___ GECITEERDE TEKST ___
Ga verder heen en weer op dezelfde manier als op het achterpand tot het werk 60-62-64-66-68-70 cm meet. Zet nu de middelste 17-17-17-19-19-19 steken op 1 hulpdraad voor de hals en eindig elke schouder apart. Ga verder en kant af voor de hals aan het begin van elke naald langs de hals als volgt: 1 keer 2 steken en 1 keer 1 steek = 19-22-24-25-29-32 steken over voor de schouder. Brei tot er 1 naald over is voor het werk 66-68-70-72-74-76 cm meet. Brei 1 naald recht aan de verkeerde kant en kant af met rechte steken aan de goede kant. Brei de andere schouder op dezelfde manier.
___
Kun je uit het breipatroon alles van "Ga verder heen" tot en met "op dezelfde manier." letterlijk kopiëren?
___ GETOONDE GEGEVENS ___
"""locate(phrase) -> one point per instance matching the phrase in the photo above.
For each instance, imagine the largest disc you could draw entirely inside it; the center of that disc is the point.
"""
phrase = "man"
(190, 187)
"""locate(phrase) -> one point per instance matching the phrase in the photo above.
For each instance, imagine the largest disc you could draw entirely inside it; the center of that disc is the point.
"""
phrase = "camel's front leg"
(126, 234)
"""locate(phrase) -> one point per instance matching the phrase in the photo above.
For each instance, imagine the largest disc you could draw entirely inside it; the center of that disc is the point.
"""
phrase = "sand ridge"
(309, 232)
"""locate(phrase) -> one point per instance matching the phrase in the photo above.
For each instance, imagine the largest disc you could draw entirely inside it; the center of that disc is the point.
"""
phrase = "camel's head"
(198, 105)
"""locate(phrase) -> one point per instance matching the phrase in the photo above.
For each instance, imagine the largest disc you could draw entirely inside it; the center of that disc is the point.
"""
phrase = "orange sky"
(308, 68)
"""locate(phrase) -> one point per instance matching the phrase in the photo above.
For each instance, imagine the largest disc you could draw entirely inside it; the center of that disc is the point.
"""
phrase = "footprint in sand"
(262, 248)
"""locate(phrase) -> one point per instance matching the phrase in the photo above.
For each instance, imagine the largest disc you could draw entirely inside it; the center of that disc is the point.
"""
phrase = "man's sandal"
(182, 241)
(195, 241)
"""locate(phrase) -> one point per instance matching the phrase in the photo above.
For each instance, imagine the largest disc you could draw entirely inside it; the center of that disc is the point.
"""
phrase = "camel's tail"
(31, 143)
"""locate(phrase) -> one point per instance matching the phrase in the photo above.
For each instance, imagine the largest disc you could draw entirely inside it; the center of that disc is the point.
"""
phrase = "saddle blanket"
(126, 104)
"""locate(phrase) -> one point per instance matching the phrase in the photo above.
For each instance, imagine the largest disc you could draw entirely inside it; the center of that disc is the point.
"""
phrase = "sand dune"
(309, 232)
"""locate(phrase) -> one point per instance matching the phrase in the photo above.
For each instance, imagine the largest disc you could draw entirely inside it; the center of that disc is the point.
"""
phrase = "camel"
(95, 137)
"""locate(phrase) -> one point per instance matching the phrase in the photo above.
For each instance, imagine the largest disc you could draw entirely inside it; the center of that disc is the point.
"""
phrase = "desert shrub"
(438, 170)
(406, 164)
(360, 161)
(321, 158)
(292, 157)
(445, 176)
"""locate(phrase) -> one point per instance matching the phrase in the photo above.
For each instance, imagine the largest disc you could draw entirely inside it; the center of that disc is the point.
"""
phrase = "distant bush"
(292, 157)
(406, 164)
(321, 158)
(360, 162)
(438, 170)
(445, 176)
___
* _OPGELOSTE OPGAVE_:
Ga verder heen en weer op dezelfde manier als op het achterpand tot het werk 60-62-64-66-68-70 cm meet. Zet nu de middelste 17-17-17-19-19-19 steken op 1 hulpdraad voor de hals en eindig elke schouder apart. Ga verder en kant af voor de hals aan het begin van elke naald langs de hals als volgt: 1 keer 2 steken en 1 keer 1 steek = 19-22-24-25-29-32 steken over voor de schouder. Brei tot er 1 naald over is voor het werk 66-68-70-72-74-76 cm meet. Brei 1 naald recht aan de verkeerde kant en kant af met rechte steken aan de goede kant. Brei de andere schouder op dezelfde manier.